WRITTEN EXERCISE: Can you return every line of the listing below unchanged, with the pictures left out?

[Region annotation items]
-- start --
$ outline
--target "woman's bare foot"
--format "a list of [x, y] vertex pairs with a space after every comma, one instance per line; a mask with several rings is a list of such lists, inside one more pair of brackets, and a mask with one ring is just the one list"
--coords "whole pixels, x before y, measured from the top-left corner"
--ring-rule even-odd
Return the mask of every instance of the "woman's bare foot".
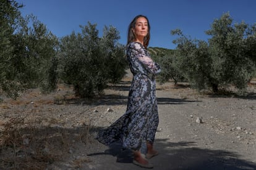
[[152, 168], [153, 164], [150, 163], [145, 158], [143, 154], [140, 151], [134, 151], [133, 163], [142, 168]]
[[146, 154], [147, 158], [151, 158], [155, 156], [156, 156], [159, 154], [158, 152], [156, 150], [154, 150], [153, 148], [153, 144], [149, 142], [147, 142], [147, 152]]

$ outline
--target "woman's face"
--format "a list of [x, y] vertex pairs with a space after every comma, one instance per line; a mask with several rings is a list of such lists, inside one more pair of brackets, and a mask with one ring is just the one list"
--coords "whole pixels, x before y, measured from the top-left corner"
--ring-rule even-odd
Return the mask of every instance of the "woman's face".
[[148, 22], [144, 17], [139, 17], [136, 20], [135, 28], [132, 29], [136, 38], [144, 38], [148, 34]]

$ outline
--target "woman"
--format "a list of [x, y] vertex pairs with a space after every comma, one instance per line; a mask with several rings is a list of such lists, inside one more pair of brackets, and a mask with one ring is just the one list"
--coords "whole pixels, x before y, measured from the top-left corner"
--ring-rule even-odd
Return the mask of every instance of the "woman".
[[[148, 20], [142, 15], [136, 16], [129, 25], [127, 56], [134, 76], [127, 110], [97, 137], [106, 145], [122, 142], [123, 147], [133, 150], [133, 163], [148, 168], [153, 168], [153, 164], [146, 158], [158, 154], [153, 149], [153, 143], [159, 122], [155, 75], [160, 72], [159, 65], [147, 51], [150, 31]], [[147, 146], [146, 150], [142, 148], [143, 145]]]

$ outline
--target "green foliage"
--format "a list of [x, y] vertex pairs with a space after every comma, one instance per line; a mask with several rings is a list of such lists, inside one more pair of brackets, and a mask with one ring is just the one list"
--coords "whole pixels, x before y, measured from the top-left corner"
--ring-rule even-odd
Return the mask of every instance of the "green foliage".
[[19, 91], [18, 84], [8, 80], [8, 72], [11, 69], [11, 57], [15, 46], [12, 44], [13, 33], [20, 17], [19, 9], [22, 5], [15, 1], [1, 1], [0, 2], [0, 87], [12, 94], [10, 87]]
[[228, 13], [215, 20], [206, 33], [208, 42], [191, 39], [180, 30], [173, 30], [177, 51], [173, 60], [182, 75], [198, 89], [234, 85], [244, 91], [255, 70], [255, 26], [244, 22], [232, 25]]
[[14, 99], [27, 88], [51, 91], [56, 78], [49, 76], [58, 39], [35, 17], [23, 18], [22, 7], [15, 1], [2, 1], [0, 6], [0, 87]]
[[61, 40], [61, 78], [82, 97], [100, 94], [108, 81], [118, 81], [124, 73], [124, 48], [117, 43], [116, 29], [105, 27], [99, 38], [96, 26], [88, 22], [80, 26], [82, 33], [73, 32]]
[[184, 78], [177, 70], [174, 63], [174, 50], [160, 47], [150, 47], [148, 51], [151, 57], [159, 63], [161, 71], [157, 76], [160, 83], [164, 83], [173, 79], [176, 84], [177, 81], [183, 81]]

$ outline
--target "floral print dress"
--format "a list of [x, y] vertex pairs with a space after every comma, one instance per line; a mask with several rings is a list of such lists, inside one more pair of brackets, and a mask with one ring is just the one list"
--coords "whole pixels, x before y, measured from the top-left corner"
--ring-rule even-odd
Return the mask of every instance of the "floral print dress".
[[130, 42], [127, 54], [134, 76], [126, 112], [100, 132], [96, 139], [106, 145], [121, 142], [124, 148], [139, 150], [142, 142], [155, 140], [159, 122], [155, 75], [161, 70], [139, 42]]

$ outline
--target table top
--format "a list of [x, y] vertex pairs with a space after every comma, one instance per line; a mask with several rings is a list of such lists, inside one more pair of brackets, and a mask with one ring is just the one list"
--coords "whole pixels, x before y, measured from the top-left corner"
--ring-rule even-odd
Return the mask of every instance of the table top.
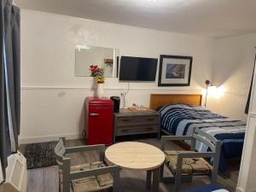
[[165, 154], [158, 148], [138, 142], [124, 142], [108, 147], [107, 160], [124, 169], [153, 170], [165, 161]]

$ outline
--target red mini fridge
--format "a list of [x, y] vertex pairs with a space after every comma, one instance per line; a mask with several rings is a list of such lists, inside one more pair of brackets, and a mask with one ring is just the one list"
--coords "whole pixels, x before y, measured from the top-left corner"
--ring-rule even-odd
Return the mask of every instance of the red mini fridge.
[[85, 132], [87, 143], [113, 143], [113, 102], [108, 98], [85, 100]]

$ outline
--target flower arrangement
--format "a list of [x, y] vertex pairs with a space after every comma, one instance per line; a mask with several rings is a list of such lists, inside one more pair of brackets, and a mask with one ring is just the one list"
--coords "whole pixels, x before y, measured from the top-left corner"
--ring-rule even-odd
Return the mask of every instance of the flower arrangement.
-- end --
REPLY TO THE EXERCISE:
$ outline
--target "woman's bare foot"
--format "a list of [x, y] vertex pairs with a space after every comma, one instance per line; a mask with several rings is a list of such lists, inside one more pair of brackets, and a mask with one ring is just the one list"
--coords "whole pixels, x before y, measured from the top-left corner"
--ring-rule even-odd
Return the mask of every instance of the "woman's bare foot".
[[152, 168], [153, 164], [150, 163], [145, 158], [143, 154], [140, 151], [134, 151], [133, 163], [142, 168]]
[[146, 154], [147, 158], [151, 158], [155, 156], [156, 156], [159, 154], [158, 152], [156, 150], [154, 150], [153, 148], [153, 144], [149, 142], [147, 142], [147, 152]]

$ outline
--target "woman's face"
--format "a list of [x, y] vertex pairs with a space after every comma, one instance per line; a mask with several rings is a list of such lists, inside one more pair of brackets, and a mask with one ring is just the one list"
--coords "whole pixels, x before y, measured from the top-left corner"
--ring-rule even-odd
Return the mask of every instance of the "woman's face".
[[148, 22], [144, 17], [139, 17], [136, 20], [135, 28], [132, 29], [136, 38], [144, 38], [148, 34]]

$ outline
--target "woman"
--format "a list of [x, y] vertex pairs with a space after every comma, one instance per line; a mask with several rings is a list of such lists, inside one more pair of brackets, and a mask with one ring is just the one list"
--coords "whole pixels, x before y, measured from the top-left corner"
--ring-rule even-odd
Return the mask of every instance of the "woman".
[[[148, 20], [142, 15], [136, 16], [129, 25], [127, 56], [134, 76], [127, 110], [97, 137], [106, 145], [122, 142], [123, 147], [133, 150], [133, 163], [148, 168], [153, 168], [153, 164], [146, 158], [158, 154], [153, 149], [153, 143], [159, 122], [155, 75], [160, 72], [159, 65], [147, 51], [150, 31]], [[147, 146], [146, 150], [142, 148], [143, 145]]]

$ outline
--target "green foliage"
--format "a list of [x, y] vertex pairs with a space after every comma, one instance per line; a mask with several rings is a list of such lists, inside one more pair of brackets, and a mask with one ring is just the one list"
--coords "whole pixels, x before y, measured from the top-left corner"
--ring-rule even-odd
Return the mask of every instance of the "green foliage".
[[19, 91], [18, 84], [8, 80], [8, 72], [11, 69], [11, 57], [15, 46], [12, 44], [13, 33], [20, 17], [19, 9], [22, 5], [15, 1], [1, 1], [0, 2], [0, 87], [12, 94], [10, 87]]
[[228, 13], [215, 20], [206, 33], [208, 42], [191, 39], [180, 30], [173, 30], [177, 51], [173, 60], [182, 75], [198, 89], [234, 85], [244, 91], [255, 70], [255, 26], [244, 22], [232, 25]]
[[14, 99], [27, 88], [51, 91], [56, 78], [49, 76], [58, 39], [35, 17], [23, 18], [22, 7], [15, 1], [2, 1], [0, 6], [0, 87]]
[[61, 40], [61, 78], [82, 97], [100, 94], [108, 81], [118, 81], [124, 73], [124, 48], [117, 43], [116, 29], [105, 27], [99, 38], [96, 26], [88, 22], [80, 26], [82, 33], [73, 32]]
[[184, 78], [177, 70], [174, 63], [174, 50], [160, 47], [150, 47], [148, 51], [151, 57], [159, 63], [161, 71], [157, 76], [160, 83], [164, 83], [173, 79], [176, 84], [177, 81], [183, 81]]

$ outline
--target "floral print dress"
--format "a list of [x, y] vertex pairs with a space after every comma, one instance per line; a mask with several rings is a list of such lists, inside one more pair of brackets, and a mask with one ring is just the one list"
--coords "whole pixels, x before y, measured from the top-left corner"
--ring-rule even-odd
Return the mask of every instance of the "floral print dress".
[[130, 42], [127, 54], [134, 76], [126, 112], [100, 132], [96, 139], [106, 145], [121, 142], [124, 148], [139, 150], [142, 142], [155, 140], [159, 122], [155, 75], [161, 70], [139, 42]]

$ outline
--target table top
--format "a list of [x, y] vertex pairs with a space after every comma, one instance per line; a mask with several rings is a list of such lists, inside one more pair of brackets, and a mask with one ring is just the one list"
--coords "whole pixels, x before y, measured from the top-left corner"
--ring-rule even-odd
Return the mask of every instance of the table top.
[[165, 154], [158, 148], [138, 142], [124, 142], [108, 147], [107, 160], [124, 169], [153, 170], [165, 161]]

$ outline
--target red mini fridge
--format "a list of [x, y] vertex pairs with a space after every comma, one instance per line; a mask with several rings is a list of such lists, inside one more pair of brackets, and a mask with one ring is just the one list"
--coords "whole pixels, x before y, measured from the top-left corner"
--ring-rule even-odd
Return the mask of every instance of the red mini fridge.
[[85, 132], [87, 143], [113, 143], [113, 102], [108, 98], [85, 100]]

$ outline
--target flower arrangement
--format "a list of [x, y] vertex pairs with a space after every comma, one instance per line; a mask with several rings is a list of such lists, inside one more pair of brackets, and a mask with one ring is just the one list"
--coords "whole pixels, x before y, measured from the top-left corner"
--ring-rule even-odd
Return the mask of every instance of the flower arrangement.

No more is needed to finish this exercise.